**Exercice**
Écrivez la suite du texte sur l'héritage de l'Empire ottoman, en reprenant juste après sa dernière phrase.

**Texte extrait**
Des confins de l'Iran à la vallée de la Maritza, du golfe Persique et de l'Océan Indien à la Mer Noire et à l'Archipel, du mont Ararat au mont Sinaï, s'étend un immense et magnifique domaine dont les Puissances alliées et associées ont à régler le sort : c'est l'héritage de l'Empire ottoman. Ces vastes contrées ne sont guère peuplées actuellement, après les dernières saignées, que de quelque dix-huit millions d'habitants, mais c'est la rage des hommes qui les a rendues pauvres et stériles, quand la nature les avait faites riches et fécondes; elles ont connu jadis la prospérité, les populations denses, les moissons épaisses, les troupeaux innombrables. Il suffit de rappeler leurs noms antiques : c'est la Chaldée et la Mésopotamie, les larges bassins où le Tigre et l'Euphrate roulent leurs ondes jumelles, double Nil dont les eaux aménagées rendraient à d'immenses plaines une fertilité sans pareille; c'est la Syrie, la Phénicie et la Palestine, nobles terres d'histoire, éternels lieux de passage; c'est le haut bastion de l'Arménie avec ses neiges et ses eaux bondissantes; c'est le Pont où régna Mithridate, la Bithynie, la Cilicie que gouverna Cicéron; c'est la Pamphylie, la Lycie, la Phrygie, et, sur les hauts plateaux, la Galatie où prospéra une colonie de Gaulois. La, durant des siècles, se fit l'histoire et s'élabora la civilisation ; là naquirent les trois grandes religions monothéistes; là fut le berceau des philosophies, des sciences et des arts. Les Juifs y pleurent sur les ruines du Temple; les chrétiens y vénèrent la trace divine des pas de Jésus; les musulmans sunnites affluent de tous les coins du vieux monde aux villes saintes du Hedjaz, tandis que les Chiites hurlent leur douleur et leur espérance à Kerbelah et à Nedjef. Les ruines de cités qui furent superbes s'entassent à côté de capitales encore vivantes. Constantinople enfin, dont Napoléon disait : « c'est l'Empire du monde, » garde le prestige incomparable qu'elle doit à sa position à l'intersection de deux grandes voies historiques, la route maritime des détroits, la route terrestre d'Europe en Asie.

**Données fournies**
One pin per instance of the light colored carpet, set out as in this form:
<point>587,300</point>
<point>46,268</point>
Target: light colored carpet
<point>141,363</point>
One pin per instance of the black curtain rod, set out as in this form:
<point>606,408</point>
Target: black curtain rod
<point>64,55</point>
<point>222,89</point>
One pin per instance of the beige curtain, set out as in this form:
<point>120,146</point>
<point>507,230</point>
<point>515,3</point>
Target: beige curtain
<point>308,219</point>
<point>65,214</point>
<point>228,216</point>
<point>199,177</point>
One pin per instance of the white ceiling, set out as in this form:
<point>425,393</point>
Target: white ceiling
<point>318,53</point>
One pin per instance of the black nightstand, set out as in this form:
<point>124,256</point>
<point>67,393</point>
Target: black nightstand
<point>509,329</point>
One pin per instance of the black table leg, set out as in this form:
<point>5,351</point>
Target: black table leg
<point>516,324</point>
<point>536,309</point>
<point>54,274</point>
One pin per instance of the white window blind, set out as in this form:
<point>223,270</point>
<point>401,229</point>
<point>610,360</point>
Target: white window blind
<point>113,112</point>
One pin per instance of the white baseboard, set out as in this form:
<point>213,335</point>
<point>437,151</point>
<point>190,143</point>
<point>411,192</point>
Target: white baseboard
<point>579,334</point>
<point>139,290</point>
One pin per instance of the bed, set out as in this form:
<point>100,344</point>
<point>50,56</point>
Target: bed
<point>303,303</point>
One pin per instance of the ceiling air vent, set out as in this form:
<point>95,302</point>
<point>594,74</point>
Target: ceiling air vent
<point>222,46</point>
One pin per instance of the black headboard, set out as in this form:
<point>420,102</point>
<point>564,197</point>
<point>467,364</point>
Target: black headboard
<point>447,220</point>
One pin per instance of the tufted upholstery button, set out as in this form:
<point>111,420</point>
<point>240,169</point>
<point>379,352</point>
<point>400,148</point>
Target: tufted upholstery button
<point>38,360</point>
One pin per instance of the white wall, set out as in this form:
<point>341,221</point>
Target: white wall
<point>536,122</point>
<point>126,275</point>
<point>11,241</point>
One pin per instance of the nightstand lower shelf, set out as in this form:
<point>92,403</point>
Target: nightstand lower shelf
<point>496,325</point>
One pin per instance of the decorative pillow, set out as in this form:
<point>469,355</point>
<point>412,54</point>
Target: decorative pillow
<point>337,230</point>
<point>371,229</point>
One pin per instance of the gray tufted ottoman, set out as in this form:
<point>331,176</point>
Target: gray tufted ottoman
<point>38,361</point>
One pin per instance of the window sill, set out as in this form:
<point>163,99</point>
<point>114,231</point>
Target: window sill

**Réponse**
Mais un vent de mort a passé par là. Les anciens noms, évocateurs des brillantes civilisations du passé, ce sont les Européens qui les ont ressuscités, mais sur place ils ne sont connus que de quelques chrétiens; des consonances étrangères aux lèvres aryennes les ont remplacés. Du ve au XVe siècle la grande vague des peuples turco-mongols s'est abattue sur l'Asie occidentale et l'Europe orientale et les a submergées, détruisant tout, civilisations chrétiennes et civilisations musulmanes, le Khalifat de Bagdad comme l'Empire de Byzance. Après des siècles de guerre et d'extermination, les descendants des anciens capitaines d'aventuriers turcs ont fini par fonder l'Empire ottoman. Les Turcs ont toujours été des soldats disciplinés et braves; ils sont allés jusqu'à Vienne et jusqu'à Tunis, mais ils n'ont créé ni une civilisation, ni une administration, ni un art original; ils n'ont jamais tenté de donner aux peuples chrétiens soumis à leur Empire un statut équitable; ils n'ont jamais réussi à s'élever au-dessus de la conception qui divise les hommes en vainqueurs et vaincus, maîtres et esclaves, Turcs et raias. Tout ce qui a été créé chez eux, surtout depuis le commencement de leur décadence militaire, l'a été sans eux, et si les rivalités des puissances européennes qui se disputent l'influence prépondérante et les affaires avantageuses ne l'avaient maintenu debout, depuis longtemps l'Empire ottoman aurait cessé d'exister ou serait relégué en Anatolie. Les Turcs depuis plus d'un siècle ne se maintiennent comme puissance que parce qu'ils ont Constantinople, et Constantinople est restée turque parce que les nations européennes n'ont jamais voulu permettre à l'une d'elles d'en obtenir l'exclusive possession. La question de Constantinople a toujours été et reste, à l'heure actuelle, la difficulté capitale pour tout règlement de la question d'Orient.
René Pinon, « La liquidation de l'Empire ottoman »
Revue des deux Mondes, vol. 53 (septembre 1919)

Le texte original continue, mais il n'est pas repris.